▶ **Brief**
Word for word, reproduce every line of the data.

▶ **Supplied records**
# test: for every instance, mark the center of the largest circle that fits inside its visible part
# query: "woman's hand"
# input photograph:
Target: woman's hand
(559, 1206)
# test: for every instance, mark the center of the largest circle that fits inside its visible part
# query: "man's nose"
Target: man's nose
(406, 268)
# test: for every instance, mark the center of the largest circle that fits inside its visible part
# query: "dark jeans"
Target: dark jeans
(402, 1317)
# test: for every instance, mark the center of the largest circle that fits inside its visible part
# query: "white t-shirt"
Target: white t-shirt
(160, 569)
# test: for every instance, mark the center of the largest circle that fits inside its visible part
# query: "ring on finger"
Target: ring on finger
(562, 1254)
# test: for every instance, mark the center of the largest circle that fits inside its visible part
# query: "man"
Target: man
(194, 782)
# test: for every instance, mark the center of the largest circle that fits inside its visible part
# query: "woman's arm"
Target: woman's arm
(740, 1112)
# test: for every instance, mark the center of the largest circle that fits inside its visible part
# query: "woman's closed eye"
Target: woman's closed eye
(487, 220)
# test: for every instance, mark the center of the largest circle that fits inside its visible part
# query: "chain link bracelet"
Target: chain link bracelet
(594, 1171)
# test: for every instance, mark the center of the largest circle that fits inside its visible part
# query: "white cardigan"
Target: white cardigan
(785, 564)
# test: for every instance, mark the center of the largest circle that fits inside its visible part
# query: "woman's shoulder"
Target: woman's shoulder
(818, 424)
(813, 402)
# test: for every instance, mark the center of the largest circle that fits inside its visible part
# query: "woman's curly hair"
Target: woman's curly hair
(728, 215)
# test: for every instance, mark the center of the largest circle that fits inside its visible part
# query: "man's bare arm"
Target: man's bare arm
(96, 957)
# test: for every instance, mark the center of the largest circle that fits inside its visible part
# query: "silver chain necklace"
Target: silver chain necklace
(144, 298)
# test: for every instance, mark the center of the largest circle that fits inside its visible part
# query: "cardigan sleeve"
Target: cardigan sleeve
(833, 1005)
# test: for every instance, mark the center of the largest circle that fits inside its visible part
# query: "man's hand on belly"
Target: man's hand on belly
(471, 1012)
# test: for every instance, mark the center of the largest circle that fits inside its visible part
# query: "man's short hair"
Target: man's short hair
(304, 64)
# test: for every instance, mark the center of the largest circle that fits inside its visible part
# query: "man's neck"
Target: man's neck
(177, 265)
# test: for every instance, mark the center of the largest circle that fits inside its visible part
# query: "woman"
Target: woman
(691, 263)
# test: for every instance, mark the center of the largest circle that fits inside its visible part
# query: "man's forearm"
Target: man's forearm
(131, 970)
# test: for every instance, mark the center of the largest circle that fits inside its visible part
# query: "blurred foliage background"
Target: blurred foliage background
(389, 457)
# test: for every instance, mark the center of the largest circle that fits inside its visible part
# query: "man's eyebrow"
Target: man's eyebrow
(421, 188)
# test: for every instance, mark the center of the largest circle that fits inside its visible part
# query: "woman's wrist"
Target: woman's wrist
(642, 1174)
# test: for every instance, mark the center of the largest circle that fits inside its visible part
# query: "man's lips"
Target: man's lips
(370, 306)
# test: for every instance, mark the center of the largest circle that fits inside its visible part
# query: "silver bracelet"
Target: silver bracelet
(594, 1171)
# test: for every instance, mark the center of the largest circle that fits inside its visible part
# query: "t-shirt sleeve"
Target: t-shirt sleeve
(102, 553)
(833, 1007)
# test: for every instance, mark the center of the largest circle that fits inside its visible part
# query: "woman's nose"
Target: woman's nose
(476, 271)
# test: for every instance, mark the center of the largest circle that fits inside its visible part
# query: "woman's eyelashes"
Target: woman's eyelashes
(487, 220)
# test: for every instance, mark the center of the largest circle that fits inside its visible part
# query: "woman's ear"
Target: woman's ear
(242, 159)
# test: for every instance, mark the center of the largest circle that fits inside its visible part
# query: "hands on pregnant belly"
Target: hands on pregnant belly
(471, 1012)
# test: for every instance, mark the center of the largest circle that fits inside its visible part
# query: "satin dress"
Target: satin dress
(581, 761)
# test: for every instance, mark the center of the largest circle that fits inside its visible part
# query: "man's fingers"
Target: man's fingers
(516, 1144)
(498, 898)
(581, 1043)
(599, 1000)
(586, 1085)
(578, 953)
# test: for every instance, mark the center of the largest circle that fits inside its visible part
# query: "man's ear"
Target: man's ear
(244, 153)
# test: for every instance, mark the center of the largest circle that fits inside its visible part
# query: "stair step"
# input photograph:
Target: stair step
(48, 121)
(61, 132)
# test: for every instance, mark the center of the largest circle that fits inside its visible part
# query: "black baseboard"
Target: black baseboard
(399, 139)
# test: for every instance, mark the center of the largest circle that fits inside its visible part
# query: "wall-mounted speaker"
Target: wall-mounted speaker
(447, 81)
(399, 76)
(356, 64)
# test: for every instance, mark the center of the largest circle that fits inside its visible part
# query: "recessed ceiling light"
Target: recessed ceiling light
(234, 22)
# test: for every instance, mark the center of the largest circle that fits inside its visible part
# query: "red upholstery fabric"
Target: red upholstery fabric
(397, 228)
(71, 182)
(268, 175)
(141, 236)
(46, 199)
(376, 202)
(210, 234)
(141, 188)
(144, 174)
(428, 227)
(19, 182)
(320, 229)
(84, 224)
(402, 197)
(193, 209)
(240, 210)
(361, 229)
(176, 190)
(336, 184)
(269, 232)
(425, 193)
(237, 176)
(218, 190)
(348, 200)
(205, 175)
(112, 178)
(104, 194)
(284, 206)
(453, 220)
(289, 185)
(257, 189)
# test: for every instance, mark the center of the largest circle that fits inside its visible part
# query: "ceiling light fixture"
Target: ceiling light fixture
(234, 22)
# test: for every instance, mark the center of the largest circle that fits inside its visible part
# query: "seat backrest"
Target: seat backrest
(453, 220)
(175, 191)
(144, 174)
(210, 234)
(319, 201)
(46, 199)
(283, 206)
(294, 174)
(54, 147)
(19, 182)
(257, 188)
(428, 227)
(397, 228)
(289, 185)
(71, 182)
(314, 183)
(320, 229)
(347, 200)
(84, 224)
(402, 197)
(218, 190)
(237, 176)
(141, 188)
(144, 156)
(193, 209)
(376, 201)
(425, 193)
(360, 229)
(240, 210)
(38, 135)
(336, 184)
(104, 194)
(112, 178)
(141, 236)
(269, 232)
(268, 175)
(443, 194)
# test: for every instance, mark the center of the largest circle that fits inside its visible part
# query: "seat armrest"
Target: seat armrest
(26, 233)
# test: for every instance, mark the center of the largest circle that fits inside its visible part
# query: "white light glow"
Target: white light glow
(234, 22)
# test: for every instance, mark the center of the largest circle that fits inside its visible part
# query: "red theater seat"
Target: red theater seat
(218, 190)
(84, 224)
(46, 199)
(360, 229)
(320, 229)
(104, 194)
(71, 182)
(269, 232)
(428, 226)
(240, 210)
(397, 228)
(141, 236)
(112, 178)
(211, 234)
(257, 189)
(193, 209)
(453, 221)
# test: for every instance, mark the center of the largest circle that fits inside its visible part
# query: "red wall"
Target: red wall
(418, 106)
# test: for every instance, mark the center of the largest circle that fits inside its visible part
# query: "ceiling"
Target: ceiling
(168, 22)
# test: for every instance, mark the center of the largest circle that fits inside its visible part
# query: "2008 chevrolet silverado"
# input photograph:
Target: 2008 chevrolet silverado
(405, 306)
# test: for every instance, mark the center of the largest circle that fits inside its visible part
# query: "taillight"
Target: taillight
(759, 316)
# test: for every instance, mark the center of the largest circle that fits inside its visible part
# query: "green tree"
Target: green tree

▶ **Response below**
# test: for every instance, mark the center of the largest circle that fits inside its visible part
# query: "woman's hand"
# input photograph:
Target: woman's hand
(559, 1206)
# test: for every instance, mark the center of the largest circle that fits inside its visible part
# query: "man's nose"
Target: man's nose
(406, 268)
# test: for every instance, mark the center of the largest circle that fits inside its visible part
# query: "dark jeans"
Target: dark jeans
(402, 1317)
# test: for every instance, mark the center of the largest circle that fits inside its visible part
# query: "white t-shirt"
Target: white t-shirt
(160, 569)
# test: for every instance, mark the center of the largest circle that fits inside its visible part
# query: "ring on finger"
Target: ring on finger
(562, 1254)
# test: for every instance, mark the center of the largest circle that fits inside its visible part
# query: "man"
Target: man
(194, 782)
# test: for every instance, mark the center of the largest circle that fits inside its visible part
# query: "woman's arm"
Target: woman's arm
(740, 1112)
# test: for every instance, mark the center of the largest circle that fits inside its visible part
# query: "woman's closed eye"
Target: woman's closed eye
(487, 220)
# test: for every instance, mark the center of the largest circle that fits inside its visible part
# query: "chain link bracelet"
Target: chain link bracelet
(594, 1171)
# test: for every instance, mark the center of the largest circle that fits inside its visible part
# query: "white cardigan"
Target: white cardigan
(785, 564)
# test: for every instance, mark the center of the largest circle that fits inside its visible part
# query: "woman's shoulder"
Target: woman's shoulder
(818, 424)
(813, 402)
# test: for every instance, mark the center of the largest circle that fits inside its visible part
# query: "woman's curly hair"
Target: woman's curly hair
(728, 215)
# test: for every instance, mark the center of the largest circle that fits inside its visible part
# query: "man's bare arm"
Target: man's bare arm
(96, 957)
# test: for every instance, mark the center of the largest circle that fits inside its visible part
# query: "silver chain necklace"
Target: silver chain necklace
(144, 298)
# test: for every instance, mark the center of the largest circle that fits inside its visible part
# query: "cardigan sleeve"
Target: cardigan sleeve
(833, 1005)
# test: for every instance, mark the center of the largest circle that fits inside its visible part
# query: "man's hand on belly"
Target: man's hand on belly
(471, 1012)
# test: for every instance, mark the center of the largest circle that fits inside its visible part
# query: "man's short hair"
Target: man's short hair
(304, 64)
# test: for every instance, mark the center of the largest circle that fits inside its visible part
# query: "man's neck"
Target: man's neck
(177, 265)
# test: for every instance, mark the center of the largest circle that fits inside its visible part
# query: "woman"
Target: woman
(691, 263)
# test: for every instance, mark the center of the largest circle that fits inside its visible part
# query: "man's forearm"
Target: man's forearm
(131, 970)
# test: for every instance, mark the center of the largest circle that fits inside its visible part
# query: "blurred foliage background"
Target: blurred foliage background
(389, 457)
# test: for every instance, mark the center of the largest circle that fits inside its visible part
# query: "man's eyebrow"
Target: man's eyebrow
(421, 188)
# test: for every instance, mark the center of the largest circle that fits inside its visible part
# query: "woman's wrist"
Target: woman's wrist
(642, 1174)
# test: for every instance, mark the center of the largest circle that fits inside its visible part
# query: "man's lips"
Target: man's lips
(370, 306)
# test: for every instance, mark the center of the largest circle that fits inside its visible part
# query: "silver bracelet"
Target: silver bracelet
(594, 1171)
# test: for every instance, mark the center of the largest circle that fits inside its visible part
# query: "t-shirt sleeve"
Target: t-shirt sleeve
(102, 553)
(833, 1007)
# test: for every instance, mark the center of the largest circle that fits inside its visible part
# query: "woman's nose"
Target: woman's nose
(476, 271)
# test: for every instance, mark the center of the largest circle that fits inside its visible part
# query: "woman's eyelashes"
Target: woman's eyelashes
(487, 220)
# test: for every instance, mark the center of the largest circle that fits inside its visible part
# query: "woman's ear"
Target: woman's ear
(242, 159)
# test: for every instance, mark the center of the largest circle that fits inside its visible part
# query: "hands on pregnant belly"
Target: hands on pregnant belly
(471, 1012)
# test: for every instance, mark the center of the largest circle that fits inside its visible part
# query: "satin dress"
Target: satin dress
(581, 761)
# test: for every instance, mark the center of the largest circle that fits inside its visible part
# query: "man's fingers"
Target: man's fingers
(516, 1144)
(498, 898)
(581, 1043)
(599, 1000)
(586, 1085)
(578, 953)
# test: for every instance, mark the center of the largest circle that fits inside its visible part
# query: "man's ear"
Target: man's ear
(244, 153)
# test: for every instance, mark the center of the largest circle that fits inside its visible part
# query: "stair step"
# input photograph:
Target: stair step
(48, 121)
(61, 132)
# test: for every instance, mark the center of the largest circle that fits inside its visible part
# query: "black baseboard"
Target: black baseboard
(399, 139)
# test: for every instance, mark the center of the largest circle that fits inside its visible part
# query: "wall-mounted speaker"
Target: wall-mounted speaker
(447, 81)
(399, 76)
(356, 64)
# test: for every instance, mark the center of the largest circle that fits inside its visible part
# query: "recessed ceiling light"
Target: recessed ceiling light
(234, 22)
# test: for every instance, mark the center of the largest circle that fits inside its visible part
# query: "red upholstery fabric"
Target: red upholstery fabric
(397, 228)
(71, 182)
(268, 175)
(141, 236)
(46, 199)
(376, 202)
(210, 234)
(141, 188)
(144, 174)
(428, 227)
(19, 182)
(320, 229)
(84, 224)
(402, 197)
(193, 209)
(240, 210)
(361, 229)
(176, 190)
(336, 184)
(269, 232)
(425, 193)
(237, 176)
(218, 190)
(348, 200)
(205, 175)
(112, 178)
(104, 194)
(284, 206)
(453, 220)
(289, 185)
(257, 189)
# test: for every instance, mark the center of the largest circle that fits inside its visible part
# query: "ceiling light fixture"
Target: ceiling light fixture
(234, 22)
# test: for every instance, mark the center of the largest circle that fits inside its visible part
# query: "seat backrest"
Target: seat backrest
(453, 220)
(175, 191)
(144, 174)
(210, 234)
(319, 201)
(46, 199)
(283, 206)
(294, 174)
(54, 147)
(19, 182)
(257, 188)
(428, 227)
(397, 228)
(289, 185)
(71, 182)
(314, 183)
(320, 229)
(347, 200)
(84, 224)
(402, 197)
(218, 190)
(237, 176)
(141, 188)
(144, 156)
(193, 209)
(376, 201)
(425, 193)
(360, 229)
(240, 210)
(38, 135)
(336, 184)
(104, 194)
(112, 178)
(141, 236)
(269, 232)
(268, 175)
(443, 194)
# test: for every instance, mark the center of the largest circle that fits inside its visible part
# query: "seat armrest"
Target: seat armrest
(26, 233)
# test: for every instance, mark the center of the largest circle that fits inside its visible part
# query: "white light glow"
Target: white light glow
(234, 22)
# test: for every instance, mark the center of the largest circle that fits inside its visible part
# query: "red theater seat"
Target: red theater seat
(218, 190)
(84, 224)
(46, 199)
(360, 229)
(320, 229)
(104, 194)
(71, 182)
(269, 232)
(428, 226)
(240, 210)
(397, 228)
(141, 236)
(112, 178)
(211, 234)
(257, 189)
(193, 209)
(453, 221)
# test: for every instance, mark the center of the largest circle that fits inside its visible part
# query: "red wall"
Target: red wall
(418, 106)
# test: for every instance, mark the center of the largest circle that fits inside its visible part
# query: "ceiling"
Target: ceiling
(168, 22)
# test: for every instance, mark the center of the largest circle that fits inside its visible part
# query: "2008 chevrolet silverado"
# input photograph:
Target: 2008 chevrolet silverado
(405, 306)
# test: for every instance, mark the center of the largest circle that fits inside its visible part
# query: "taillight"
Target: taillight
(759, 316)
# test: for every instance, mark the center of the largest circle that fits inside its visible part
# query: "green tree"
Target: green tree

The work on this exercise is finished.